What you have to do — Could you rewrite the material below with "tree canopy" changed to "forest canopy" and nothing else altered? Leave the pictures out of your answer.

Given data —
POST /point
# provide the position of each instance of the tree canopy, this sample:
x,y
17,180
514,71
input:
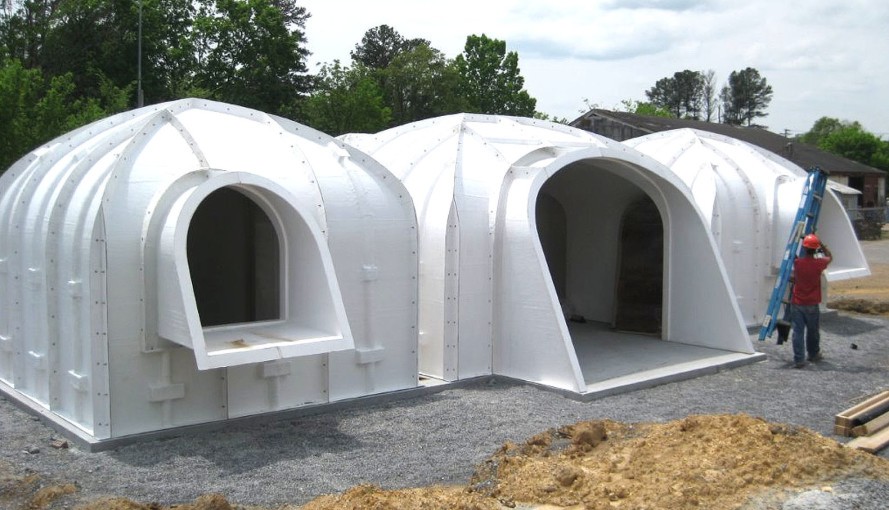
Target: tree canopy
x,y
491,80
682,94
745,97
850,140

Result of this task —
POST /point
# provide the position of each instance of the forest canopy, this sample:
x,y
17,180
514,71
input:
Target: forest canopy
x,y
491,80
682,94
745,97
850,140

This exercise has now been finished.